* Given exercise:
Output the lines that follow exactly as they are.
[Start Task material]
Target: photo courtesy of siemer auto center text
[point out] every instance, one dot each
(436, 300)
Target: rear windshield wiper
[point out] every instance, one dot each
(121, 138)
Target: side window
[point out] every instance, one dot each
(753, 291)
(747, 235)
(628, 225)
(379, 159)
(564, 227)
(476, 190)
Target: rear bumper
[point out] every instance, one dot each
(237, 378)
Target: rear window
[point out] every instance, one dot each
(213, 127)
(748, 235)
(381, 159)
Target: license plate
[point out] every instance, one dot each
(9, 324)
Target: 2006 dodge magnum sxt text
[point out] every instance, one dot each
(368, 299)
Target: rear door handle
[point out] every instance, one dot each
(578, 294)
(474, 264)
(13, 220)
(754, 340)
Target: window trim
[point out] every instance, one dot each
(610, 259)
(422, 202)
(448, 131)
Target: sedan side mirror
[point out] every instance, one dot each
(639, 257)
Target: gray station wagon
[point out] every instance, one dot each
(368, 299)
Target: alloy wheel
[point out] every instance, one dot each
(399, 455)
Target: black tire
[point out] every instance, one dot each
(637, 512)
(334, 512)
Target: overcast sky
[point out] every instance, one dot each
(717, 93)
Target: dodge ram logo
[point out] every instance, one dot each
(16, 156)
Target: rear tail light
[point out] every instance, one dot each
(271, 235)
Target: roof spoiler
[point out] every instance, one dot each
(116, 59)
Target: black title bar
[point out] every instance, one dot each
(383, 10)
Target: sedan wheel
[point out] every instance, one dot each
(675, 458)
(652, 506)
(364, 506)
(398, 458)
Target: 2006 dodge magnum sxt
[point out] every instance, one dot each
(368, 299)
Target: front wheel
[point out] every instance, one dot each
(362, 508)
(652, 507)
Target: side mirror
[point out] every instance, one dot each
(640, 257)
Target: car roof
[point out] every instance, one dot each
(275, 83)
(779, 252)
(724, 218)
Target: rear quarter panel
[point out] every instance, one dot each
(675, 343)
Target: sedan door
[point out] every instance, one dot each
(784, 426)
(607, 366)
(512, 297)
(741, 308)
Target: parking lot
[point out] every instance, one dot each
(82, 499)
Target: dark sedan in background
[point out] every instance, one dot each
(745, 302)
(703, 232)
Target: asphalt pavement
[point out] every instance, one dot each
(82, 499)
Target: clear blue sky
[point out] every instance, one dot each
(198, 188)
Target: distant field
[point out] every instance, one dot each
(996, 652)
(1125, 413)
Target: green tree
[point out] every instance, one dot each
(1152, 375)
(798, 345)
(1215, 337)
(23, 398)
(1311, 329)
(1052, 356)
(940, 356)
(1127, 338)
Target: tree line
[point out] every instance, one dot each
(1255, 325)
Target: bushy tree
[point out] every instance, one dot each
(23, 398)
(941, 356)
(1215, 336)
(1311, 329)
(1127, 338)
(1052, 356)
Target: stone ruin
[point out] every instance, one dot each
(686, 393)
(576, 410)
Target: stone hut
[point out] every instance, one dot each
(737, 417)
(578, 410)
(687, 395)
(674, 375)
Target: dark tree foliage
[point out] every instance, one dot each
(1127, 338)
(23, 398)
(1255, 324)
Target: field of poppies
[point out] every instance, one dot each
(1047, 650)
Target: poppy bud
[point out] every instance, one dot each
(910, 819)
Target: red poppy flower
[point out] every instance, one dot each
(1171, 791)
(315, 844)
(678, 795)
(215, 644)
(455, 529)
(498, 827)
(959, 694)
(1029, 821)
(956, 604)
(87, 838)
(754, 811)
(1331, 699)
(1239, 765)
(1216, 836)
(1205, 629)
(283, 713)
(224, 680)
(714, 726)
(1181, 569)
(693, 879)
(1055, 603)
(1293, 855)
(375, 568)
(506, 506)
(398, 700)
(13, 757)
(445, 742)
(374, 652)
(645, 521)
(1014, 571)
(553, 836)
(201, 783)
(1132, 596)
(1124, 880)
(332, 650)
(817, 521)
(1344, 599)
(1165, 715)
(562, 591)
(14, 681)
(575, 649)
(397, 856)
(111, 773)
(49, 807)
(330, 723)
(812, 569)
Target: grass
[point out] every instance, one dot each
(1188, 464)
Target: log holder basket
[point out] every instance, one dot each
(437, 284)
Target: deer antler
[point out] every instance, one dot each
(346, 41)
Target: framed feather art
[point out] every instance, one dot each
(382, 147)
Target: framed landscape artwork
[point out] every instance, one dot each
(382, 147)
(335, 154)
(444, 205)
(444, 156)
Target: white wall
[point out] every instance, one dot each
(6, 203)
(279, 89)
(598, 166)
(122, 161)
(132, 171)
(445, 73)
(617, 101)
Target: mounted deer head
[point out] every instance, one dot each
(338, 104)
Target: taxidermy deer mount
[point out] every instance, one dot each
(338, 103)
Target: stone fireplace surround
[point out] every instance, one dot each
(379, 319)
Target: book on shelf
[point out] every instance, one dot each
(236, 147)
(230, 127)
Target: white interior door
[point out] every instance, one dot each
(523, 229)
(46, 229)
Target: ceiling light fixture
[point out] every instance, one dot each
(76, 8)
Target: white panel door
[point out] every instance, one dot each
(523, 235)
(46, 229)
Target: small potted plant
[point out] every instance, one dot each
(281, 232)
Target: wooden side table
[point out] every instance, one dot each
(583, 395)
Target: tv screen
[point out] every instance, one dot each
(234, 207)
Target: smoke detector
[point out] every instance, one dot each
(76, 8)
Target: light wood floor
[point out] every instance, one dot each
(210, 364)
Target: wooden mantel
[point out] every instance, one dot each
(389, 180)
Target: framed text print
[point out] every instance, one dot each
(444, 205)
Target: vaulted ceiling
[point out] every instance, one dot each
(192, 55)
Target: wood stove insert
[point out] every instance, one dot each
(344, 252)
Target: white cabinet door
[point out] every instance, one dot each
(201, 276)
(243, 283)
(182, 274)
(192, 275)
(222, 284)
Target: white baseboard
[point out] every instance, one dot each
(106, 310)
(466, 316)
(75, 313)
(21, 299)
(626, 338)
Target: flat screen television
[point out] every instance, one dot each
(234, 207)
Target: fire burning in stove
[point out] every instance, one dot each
[End Task material]
* Written response:
Target: photo courtesy of siemer auto center text
[point out] every instance, one dot each
(436, 300)
Target: rear windshield wiper
[point out] every instance, one dot each
(121, 138)
Target: side window
[point out] every instance, one dot each
(753, 291)
(747, 235)
(628, 225)
(379, 159)
(564, 227)
(476, 190)
Target: rear bumper
[point out] every instance, one dot each
(237, 378)
Target: rear window
[point out] every instance, one dot each
(213, 127)
(748, 235)
(381, 159)
Target: license plate
[point out] every instance, one dot each
(9, 324)
Target: 2006 dodge magnum sxt text
[point out] every instance, one dot each
(368, 299)
Target: rear door handle
[point out] every instance, one dot each
(578, 294)
(474, 264)
(13, 220)
(754, 340)
Target: window trim
[point out] every instance, one dot each
(610, 259)
(422, 202)
(448, 131)
Target: sedan side mirror
[point out] every instance, one dot each
(639, 257)
Target: gray station wagon
[point out] every instance, one dot each
(368, 299)
Target: alloy wheel
[point out] every instance, one dot each
(399, 455)
Target: black tire
[point out] every instance, one dot each
(637, 512)
(334, 512)
Target: overcast sky
[point out] every instance, one dot each
(717, 93)
Target: dodge ram logo
[point out] every instance, one dot each
(16, 156)
Target: rear tail light
[point out] every instance, one dot each
(271, 235)
Target: roof spoiler
[point out] every instance, one dot each
(116, 59)
Target: black title bar
[point out] every instance, one dot each
(383, 10)
Target: sedan wheel
[point out] every instance, one dot each
(675, 458)
(652, 506)
(364, 506)
(398, 458)
Target: 2006 dodge magnum sxt
[point out] every instance, one dot each
(368, 299)
Target: front wheel
[point out] every instance, one dot each
(362, 508)
(652, 507)
Target: side mirror
[point out] every instance, one dot each
(640, 257)
Target: car roof
[point out] every instance, one dot each
(275, 83)
(779, 252)
(724, 218)
Target: rear quarter panel
[point out] every instance, one dot each
(675, 343)
Target: sedan door
[point out] every instance, one dot each
(784, 426)
(607, 366)
(512, 297)
(741, 308)
Target: parking lot
[point out] every instance, one dot each
(82, 499)
Target: dark sedan in background
[point out] every instance, one dot each
(745, 302)
(703, 232)
Target: asphalt pavement
[point out] every instance, one dot each
(82, 499)
Target: clear blue sky
[point out] every instance, one dot each
(198, 188)
Target: distant field
[point out] every instance, one dot each
(996, 652)
(1125, 413)
Target: green tree
[point out] every instance, one dot each
(1152, 375)
(798, 345)
(1215, 337)
(23, 398)
(1311, 329)
(1052, 356)
(940, 356)
(1127, 338)
Target: tree line
[point out] every instance, one dot each
(1255, 325)
Target: bushy tree
[point out] every instance, one dot each
(23, 398)
(941, 356)
(1215, 336)
(1311, 329)
(1127, 338)
(1052, 356)
Target: stone ruin
[point out] every instance, one dot each
(686, 393)
(576, 410)
Target: stone hut
[point out] every instance, one dot each
(737, 417)
(578, 410)
(687, 395)
(674, 375)
Target: dark tree foliage
[point out] every instance, one dot each
(1127, 338)
(23, 398)
(1255, 324)
Target: field of poppies
[point out] every instance, one dot each
(1047, 650)
Target: poppy bud
[point out] every instance, one dot each
(910, 819)
Target: red poppy flower
[point out] every instance, one dot each
(1171, 791)
(315, 844)
(678, 795)
(215, 644)
(455, 529)
(498, 827)
(959, 694)
(1029, 821)
(956, 604)
(87, 838)
(754, 811)
(1331, 699)
(1239, 765)
(1216, 836)
(1205, 629)
(283, 713)
(224, 680)
(714, 726)
(1181, 569)
(693, 879)
(1055, 603)
(1293, 855)
(375, 568)
(506, 506)
(398, 700)
(13, 757)
(445, 742)
(374, 652)
(645, 521)
(1014, 571)
(553, 836)
(201, 783)
(1132, 596)
(1124, 880)
(332, 650)
(817, 521)
(1344, 599)
(1165, 715)
(562, 591)
(14, 681)
(575, 649)
(397, 856)
(111, 773)
(49, 807)
(330, 723)
(812, 569)
Target: grass
[point out] every instance, one dot each
(1188, 464)
Target: log holder basket
[point out] every instance, one dot each
(437, 284)
Target: deer antler
[point out] every instance, one dot each
(346, 41)
Target: framed feather art
[point out] every instance, one dot each
(382, 147)
Target: framed landscape artwork
[point out] every instance, one dot each
(382, 147)
(335, 154)
(444, 205)
(444, 156)
Target: white wall
[point out] every instance, one dot each
(6, 203)
(279, 89)
(598, 166)
(122, 161)
(132, 171)
(445, 73)
(617, 101)
Target: mounted deer head
[point out] every instance, one dot each
(338, 104)
Target: taxidermy deer mount
[point out] every instance, one dot each
(338, 103)
Target: stone fireplace surround
[point out] every instance, one dot each
(379, 319)
Target: book on shelf
[point out] every instance, one dot each
(236, 147)
(230, 127)
Target: white interior door
[point out] every instance, one dot each
(523, 229)
(46, 229)
Target: ceiling light fixture
[point out] every instance, one dot each
(76, 8)
Target: white panel door
[point out] every instance, one dot each
(523, 235)
(46, 229)
Target: small potted plant
[point out] every instance, one dot each
(281, 232)
Target: wooden side table
[point out] every instance, one dot each
(583, 395)
Target: tv screen
[point out] every instance, one dot each
(234, 207)
Target: smoke detector
[point out] every instance, one dot each
(76, 8)
Target: light wood floor
[point out] every instance, one dot each
(210, 364)
Target: wooden mantel
[point out] every instance, one dot each
(389, 180)
Target: framed text print
[point out] every instance, one dot each
(444, 205)
Target: vaulted ceiling
[point out] every instance, one dot each
(192, 55)
Target: wood stove insert
[point out] every instance, one dot each
(344, 252)
Target: white cabinet door
[point out] every instance, one dot each
(201, 276)
(243, 283)
(182, 274)
(192, 275)
(222, 284)
Target: white baseboard
[point out] every instance, one dot each
(106, 310)
(466, 316)
(75, 313)
(21, 299)
(626, 338)
Target: flat screen television
[point out] every instance, one dot each
(234, 207)
Target: fire burning in stove
[point out] every instance, one dot each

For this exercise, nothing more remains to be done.